* What you will do *
The answer must be a single number: the count of lines in the records below that contain the word "cranberry".

* Records from a collection *
◆ ◆ ◆ ◆

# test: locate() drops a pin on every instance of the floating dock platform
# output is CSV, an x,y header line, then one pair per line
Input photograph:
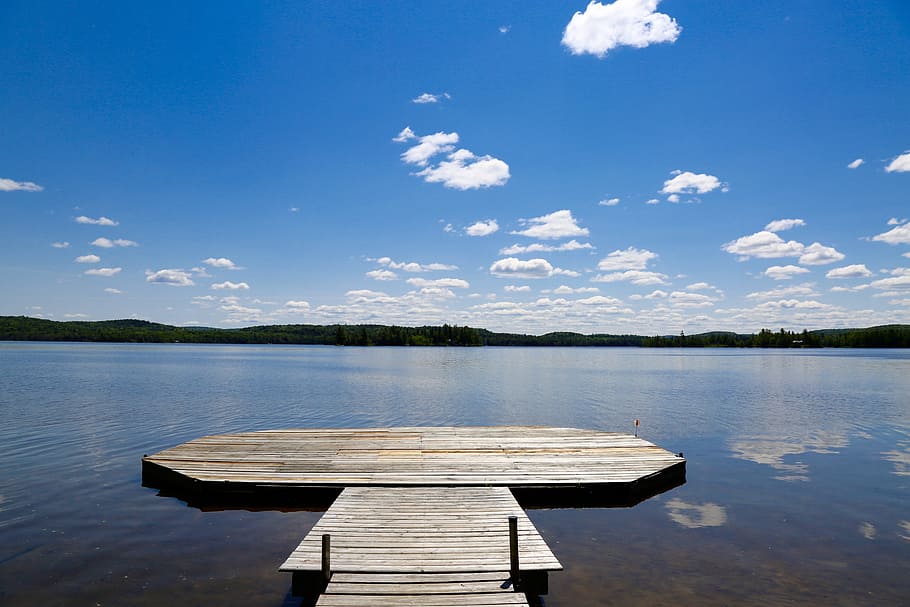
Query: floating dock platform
x,y
419,516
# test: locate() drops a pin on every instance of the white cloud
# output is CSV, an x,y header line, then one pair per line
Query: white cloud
x,y
899,282
897,235
855,271
100,221
604,27
690,183
558,224
406,134
628,259
221,262
516,268
230,286
482,228
816,254
465,171
764,245
428,146
106,272
382,275
804,290
175,278
455,283
779,225
684,299
8,185
572,245
413,266
901,164
107,243
567,290
784,272
297,305
636,277
430,98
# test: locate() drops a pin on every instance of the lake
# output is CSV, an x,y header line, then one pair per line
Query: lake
x,y
798,483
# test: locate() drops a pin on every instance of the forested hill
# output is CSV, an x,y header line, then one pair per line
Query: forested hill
x,y
22,328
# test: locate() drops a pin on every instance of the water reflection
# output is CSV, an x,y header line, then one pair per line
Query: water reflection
x,y
771,451
693,516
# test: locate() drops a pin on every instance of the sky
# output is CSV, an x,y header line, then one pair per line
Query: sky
x,y
641,166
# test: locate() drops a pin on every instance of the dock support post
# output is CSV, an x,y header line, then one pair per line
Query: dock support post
x,y
326,557
514,567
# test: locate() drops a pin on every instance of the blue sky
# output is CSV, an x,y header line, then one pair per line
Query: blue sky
x,y
636,167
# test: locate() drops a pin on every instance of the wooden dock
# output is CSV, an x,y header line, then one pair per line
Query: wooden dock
x,y
422,514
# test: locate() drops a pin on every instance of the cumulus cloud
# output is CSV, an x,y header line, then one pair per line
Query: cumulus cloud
x,y
806,289
173,277
784,272
382,274
764,245
537,247
465,171
106,272
461,170
413,266
558,224
897,235
511,267
230,286
779,225
430,98
816,254
100,221
628,259
604,27
221,262
482,228
107,243
8,185
901,164
858,270
636,277
686,182
453,283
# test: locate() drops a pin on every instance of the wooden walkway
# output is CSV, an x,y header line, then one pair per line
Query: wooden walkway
x,y
422,518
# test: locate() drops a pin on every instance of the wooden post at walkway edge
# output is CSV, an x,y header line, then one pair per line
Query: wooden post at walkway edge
x,y
514,568
327,556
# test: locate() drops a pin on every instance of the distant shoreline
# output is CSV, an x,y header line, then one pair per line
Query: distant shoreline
x,y
23,328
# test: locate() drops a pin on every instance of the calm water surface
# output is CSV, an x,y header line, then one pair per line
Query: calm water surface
x,y
798,487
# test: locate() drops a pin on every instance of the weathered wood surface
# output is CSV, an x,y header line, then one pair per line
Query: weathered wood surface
x,y
422,530
484,456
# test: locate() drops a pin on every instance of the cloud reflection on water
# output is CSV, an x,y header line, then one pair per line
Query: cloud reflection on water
x,y
771,451
693,516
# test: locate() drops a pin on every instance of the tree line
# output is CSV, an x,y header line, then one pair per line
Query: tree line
x,y
22,328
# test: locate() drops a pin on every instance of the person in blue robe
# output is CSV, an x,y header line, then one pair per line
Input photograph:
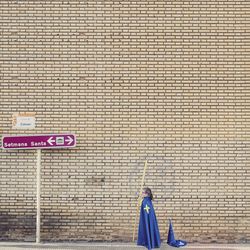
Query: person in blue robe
x,y
148,231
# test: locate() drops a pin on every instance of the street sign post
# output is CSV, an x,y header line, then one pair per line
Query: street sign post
x,y
39,142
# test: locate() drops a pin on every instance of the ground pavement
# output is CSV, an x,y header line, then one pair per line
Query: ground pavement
x,y
113,246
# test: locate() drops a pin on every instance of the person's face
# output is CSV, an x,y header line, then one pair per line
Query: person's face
x,y
144,194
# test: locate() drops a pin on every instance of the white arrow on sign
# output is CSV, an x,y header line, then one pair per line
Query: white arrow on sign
x,y
50,141
69,140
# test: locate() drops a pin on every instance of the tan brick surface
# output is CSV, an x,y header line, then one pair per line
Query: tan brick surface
x,y
166,81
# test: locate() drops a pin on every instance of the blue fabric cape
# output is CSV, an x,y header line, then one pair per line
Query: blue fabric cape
x,y
148,231
171,239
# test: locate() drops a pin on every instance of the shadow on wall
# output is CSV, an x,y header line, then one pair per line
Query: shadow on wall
x,y
17,227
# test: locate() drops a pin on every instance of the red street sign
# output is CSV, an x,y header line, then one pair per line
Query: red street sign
x,y
39,141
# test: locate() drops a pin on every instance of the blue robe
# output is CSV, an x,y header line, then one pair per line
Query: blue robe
x,y
148,231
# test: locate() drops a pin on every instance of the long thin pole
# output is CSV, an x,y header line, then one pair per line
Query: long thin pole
x,y
139,198
38,193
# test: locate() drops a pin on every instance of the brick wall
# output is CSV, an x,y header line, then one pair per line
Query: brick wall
x,y
166,81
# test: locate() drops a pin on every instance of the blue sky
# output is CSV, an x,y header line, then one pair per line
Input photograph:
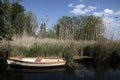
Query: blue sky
x,y
55,9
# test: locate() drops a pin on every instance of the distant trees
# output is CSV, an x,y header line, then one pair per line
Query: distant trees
x,y
79,28
14,19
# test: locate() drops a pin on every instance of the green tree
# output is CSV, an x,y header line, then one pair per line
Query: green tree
x,y
30,24
79,27
5,20
17,17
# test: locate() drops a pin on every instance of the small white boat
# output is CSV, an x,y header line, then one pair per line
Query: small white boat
x,y
36,62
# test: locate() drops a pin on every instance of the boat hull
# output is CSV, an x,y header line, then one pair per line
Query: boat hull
x,y
34,64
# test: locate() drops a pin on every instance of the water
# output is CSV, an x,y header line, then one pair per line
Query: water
x,y
80,72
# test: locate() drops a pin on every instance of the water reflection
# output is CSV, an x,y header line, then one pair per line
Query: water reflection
x,y
80,72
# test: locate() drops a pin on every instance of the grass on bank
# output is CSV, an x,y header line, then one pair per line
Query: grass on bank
x,y
34,47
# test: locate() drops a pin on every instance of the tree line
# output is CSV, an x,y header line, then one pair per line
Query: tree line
x,y
14,20
78,28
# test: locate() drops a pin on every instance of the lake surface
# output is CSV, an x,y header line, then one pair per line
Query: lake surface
x,y
80,72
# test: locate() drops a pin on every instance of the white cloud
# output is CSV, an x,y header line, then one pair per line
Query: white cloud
x,y
107,12
81,0
82,9
71,5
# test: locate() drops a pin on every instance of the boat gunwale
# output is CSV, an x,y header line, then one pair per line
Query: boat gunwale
x,y
15,59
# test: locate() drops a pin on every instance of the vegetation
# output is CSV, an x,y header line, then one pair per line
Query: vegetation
x,y
78,28
70,36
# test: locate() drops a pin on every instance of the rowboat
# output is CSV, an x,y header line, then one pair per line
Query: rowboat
x,y
36,62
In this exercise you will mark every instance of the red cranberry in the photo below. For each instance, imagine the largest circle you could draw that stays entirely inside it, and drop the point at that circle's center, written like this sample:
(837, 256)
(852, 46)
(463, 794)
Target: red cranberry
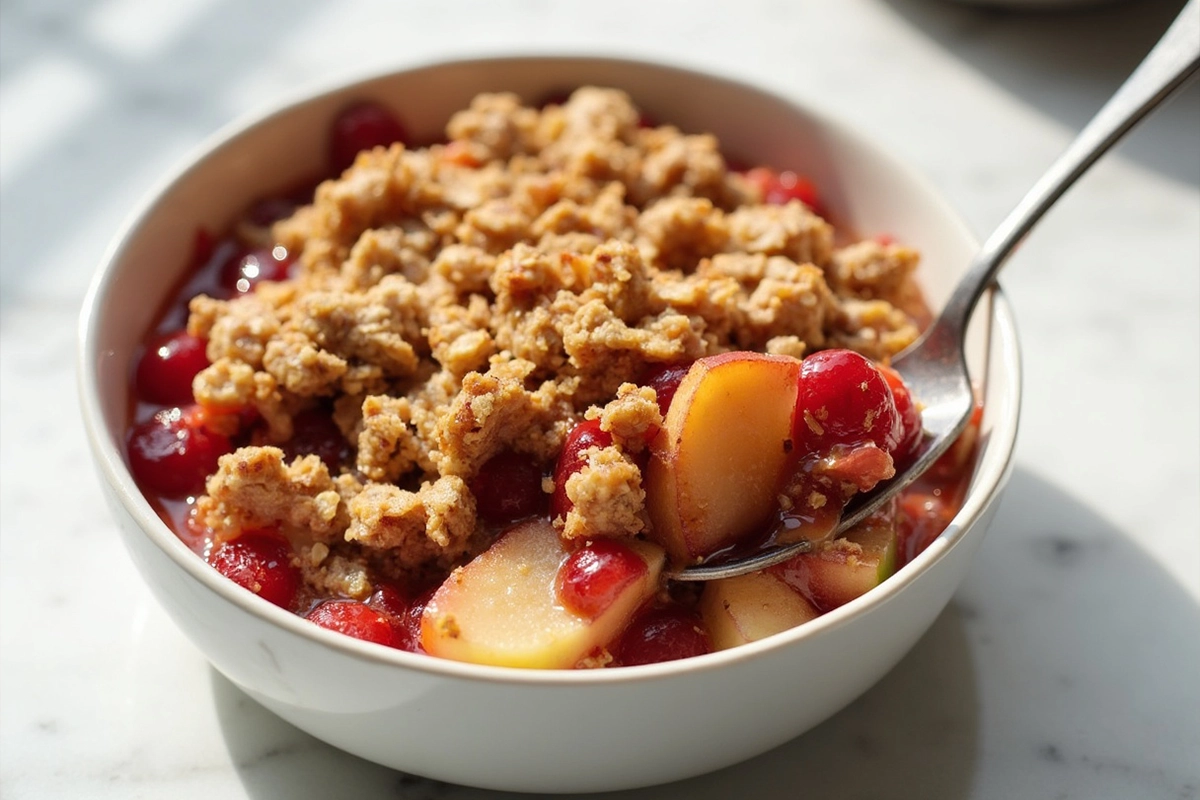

◆ ◆ ◆ ◆

* Response to the exercise *
2